> **GOAL**: Can you convert the records below into a Markdown table with the columns "Row" and "Record line", one numbered row per line and blank lines omitted? Cover only the lines from the one containing "Pick out the road" through the end of the records, both ends included.

>> begin ITEMS

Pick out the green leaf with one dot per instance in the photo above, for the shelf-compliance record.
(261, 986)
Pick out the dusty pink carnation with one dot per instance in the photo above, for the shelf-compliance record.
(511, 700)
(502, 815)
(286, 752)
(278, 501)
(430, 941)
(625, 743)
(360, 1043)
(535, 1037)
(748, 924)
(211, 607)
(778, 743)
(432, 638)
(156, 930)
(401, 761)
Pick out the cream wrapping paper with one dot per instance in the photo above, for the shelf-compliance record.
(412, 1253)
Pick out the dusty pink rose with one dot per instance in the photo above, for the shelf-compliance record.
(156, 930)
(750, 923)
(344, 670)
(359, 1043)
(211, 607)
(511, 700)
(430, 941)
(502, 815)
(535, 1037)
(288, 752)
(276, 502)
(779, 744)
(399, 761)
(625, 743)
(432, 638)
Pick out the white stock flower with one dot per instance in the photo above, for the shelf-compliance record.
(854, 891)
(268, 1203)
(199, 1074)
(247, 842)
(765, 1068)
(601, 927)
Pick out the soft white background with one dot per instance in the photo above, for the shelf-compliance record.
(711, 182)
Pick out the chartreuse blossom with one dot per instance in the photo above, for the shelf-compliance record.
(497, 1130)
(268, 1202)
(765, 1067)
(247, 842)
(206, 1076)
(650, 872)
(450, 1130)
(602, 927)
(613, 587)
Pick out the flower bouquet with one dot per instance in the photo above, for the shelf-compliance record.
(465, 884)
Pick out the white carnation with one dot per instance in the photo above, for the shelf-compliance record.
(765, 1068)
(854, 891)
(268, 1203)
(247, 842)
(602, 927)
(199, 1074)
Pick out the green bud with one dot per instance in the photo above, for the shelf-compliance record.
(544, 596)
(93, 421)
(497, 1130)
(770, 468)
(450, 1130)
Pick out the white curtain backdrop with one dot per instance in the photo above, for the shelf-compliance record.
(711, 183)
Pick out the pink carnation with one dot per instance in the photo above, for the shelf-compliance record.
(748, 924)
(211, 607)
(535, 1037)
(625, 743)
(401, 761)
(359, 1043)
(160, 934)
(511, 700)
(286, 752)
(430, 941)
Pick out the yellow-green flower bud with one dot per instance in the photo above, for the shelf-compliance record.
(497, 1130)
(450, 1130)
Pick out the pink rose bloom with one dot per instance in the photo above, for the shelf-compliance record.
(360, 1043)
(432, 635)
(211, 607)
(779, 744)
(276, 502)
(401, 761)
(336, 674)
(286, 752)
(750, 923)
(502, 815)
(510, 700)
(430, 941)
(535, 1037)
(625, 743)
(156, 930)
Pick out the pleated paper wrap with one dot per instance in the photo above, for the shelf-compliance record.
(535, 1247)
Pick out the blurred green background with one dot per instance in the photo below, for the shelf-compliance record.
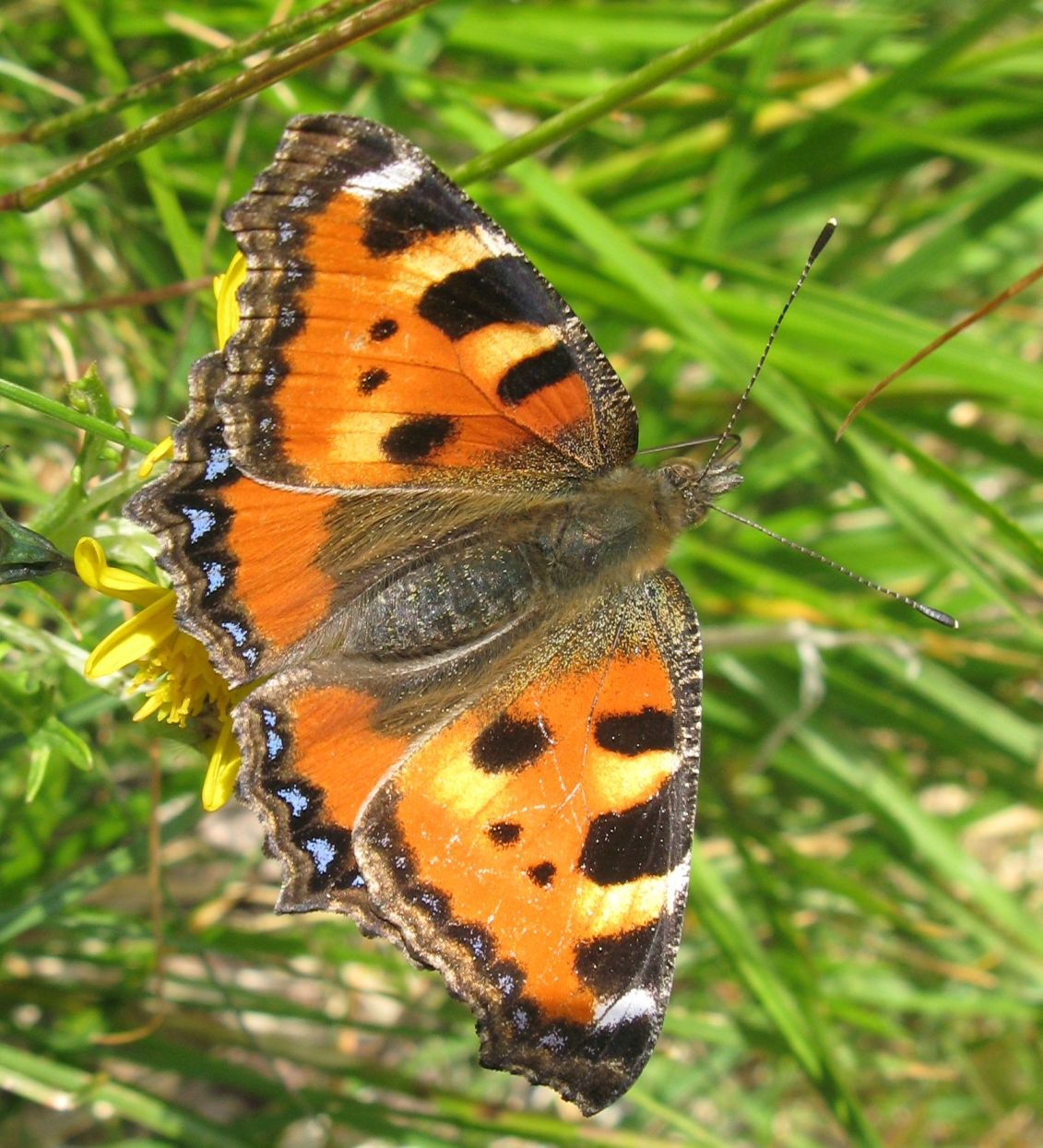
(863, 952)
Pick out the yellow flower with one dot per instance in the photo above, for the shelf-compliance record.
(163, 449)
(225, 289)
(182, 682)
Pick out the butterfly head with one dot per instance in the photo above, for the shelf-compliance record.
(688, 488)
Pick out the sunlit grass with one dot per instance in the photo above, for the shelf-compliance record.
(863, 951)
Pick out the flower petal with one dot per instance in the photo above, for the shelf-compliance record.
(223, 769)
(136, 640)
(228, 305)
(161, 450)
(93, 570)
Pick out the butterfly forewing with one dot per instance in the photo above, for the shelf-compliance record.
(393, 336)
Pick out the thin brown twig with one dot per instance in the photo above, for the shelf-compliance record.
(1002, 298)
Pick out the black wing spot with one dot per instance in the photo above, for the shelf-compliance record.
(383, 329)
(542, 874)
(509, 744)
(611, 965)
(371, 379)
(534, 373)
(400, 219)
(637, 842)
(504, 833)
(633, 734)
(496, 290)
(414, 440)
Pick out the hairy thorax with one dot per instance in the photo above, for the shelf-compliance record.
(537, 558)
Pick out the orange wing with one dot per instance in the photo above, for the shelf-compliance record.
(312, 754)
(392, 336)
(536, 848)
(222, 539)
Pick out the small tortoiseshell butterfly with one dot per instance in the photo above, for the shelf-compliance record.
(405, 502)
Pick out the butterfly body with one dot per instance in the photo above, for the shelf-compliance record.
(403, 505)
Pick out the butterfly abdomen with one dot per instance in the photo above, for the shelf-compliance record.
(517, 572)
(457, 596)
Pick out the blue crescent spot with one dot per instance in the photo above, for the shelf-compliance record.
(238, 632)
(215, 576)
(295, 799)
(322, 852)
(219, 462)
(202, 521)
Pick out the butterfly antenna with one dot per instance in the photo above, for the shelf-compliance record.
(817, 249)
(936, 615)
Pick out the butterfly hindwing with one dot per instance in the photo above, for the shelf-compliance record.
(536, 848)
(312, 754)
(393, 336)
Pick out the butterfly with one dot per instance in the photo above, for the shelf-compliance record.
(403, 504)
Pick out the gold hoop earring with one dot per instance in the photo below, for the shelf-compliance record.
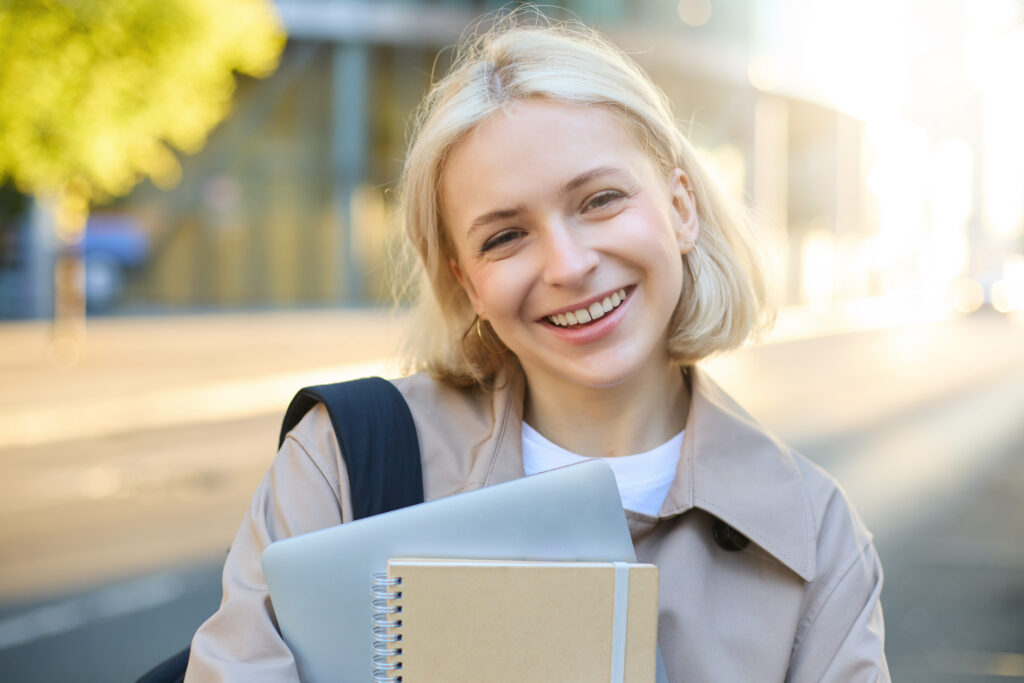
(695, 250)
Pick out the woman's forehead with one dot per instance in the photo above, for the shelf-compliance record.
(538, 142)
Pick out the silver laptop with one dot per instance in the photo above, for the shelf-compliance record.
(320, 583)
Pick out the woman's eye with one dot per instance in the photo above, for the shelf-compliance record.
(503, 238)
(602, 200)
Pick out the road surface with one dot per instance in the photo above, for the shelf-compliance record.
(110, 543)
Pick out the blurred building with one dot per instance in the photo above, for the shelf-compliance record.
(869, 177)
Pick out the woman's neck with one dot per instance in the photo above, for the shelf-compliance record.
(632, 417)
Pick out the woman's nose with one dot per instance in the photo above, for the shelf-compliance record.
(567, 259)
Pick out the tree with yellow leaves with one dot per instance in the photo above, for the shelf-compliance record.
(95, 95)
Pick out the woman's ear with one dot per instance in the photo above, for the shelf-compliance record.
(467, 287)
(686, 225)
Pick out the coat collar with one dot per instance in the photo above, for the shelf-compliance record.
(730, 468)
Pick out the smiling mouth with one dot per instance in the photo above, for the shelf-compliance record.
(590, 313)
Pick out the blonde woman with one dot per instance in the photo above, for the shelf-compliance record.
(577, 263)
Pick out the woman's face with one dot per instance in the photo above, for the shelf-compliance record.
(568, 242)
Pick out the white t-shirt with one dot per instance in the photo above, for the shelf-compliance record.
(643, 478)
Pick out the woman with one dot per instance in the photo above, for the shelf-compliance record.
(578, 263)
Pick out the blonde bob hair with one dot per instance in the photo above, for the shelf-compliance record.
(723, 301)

>> end ITEMS

> **RESPONSE TO THE TASK**:
| Row | Record line |
|---|---|
| 1 | Pick out the road surface with one dot per instance in the photo above, for the shelf-compliance record. |
| 2 | (110, 543) |
| 3 | Pick out the blurred building with one dot per instance in the photo above, for the shelf-compliance record. |
| 4 | (869, 177) |
| 5 | Pick out the woman's neck with one dot per instance in the photo above, for the shelf-compliance record. |
| 6 | (632, 417) |
| 7 | Pick out the woman's nose with one dot per instance in the photo above, for the shelf-compliance record. |
| 8 | (567, 259) |
| 9 | Pick out the tree with yellow leaves with one dot per instance in the photo above, for the shelf-compliance record. |
| 10 | (95, 95) |
| 11 | Pick out the woman's ear with one dot per instance in the photo above, for the shelf-compliance record. |
| 12 | (467, 287) |
| 13 | (686, 225) |
| 14 | Pick out the coat collar with one dot per instance in the photo above, for the shelf-compliance record. |
| 15 | (730, 468) |
| 16 | Pick out the smiling mouth with one dot per instance in the photo above, for the shelf-compliance record. |
| 17 | (590, 313) |
| 18 | Pick out the blonde woman with one dot per instance in the photo above, for the shelf-compliance record. |
| 19 | (577, 263) |
| 20 | Pick out the woman's face with one dot per instance in the photo above, for the shelf-compliance record. |
| 21 | (568, 242) |
| 22 | Pick out the white t-shirt with one dot per instance in the photo above, for the shelf-compliance record. |
| 23 | (643, 478) |
| 24 | Pick out the woman with one dot per instance in the photo above, for the shelf-compliance record. |
| 25 | (578, 263) |
| 26 | Pick out the blonde bob hair with one dot per instance in the photo above, for the shelf-compliance record. |
| 27 | (723, 301) |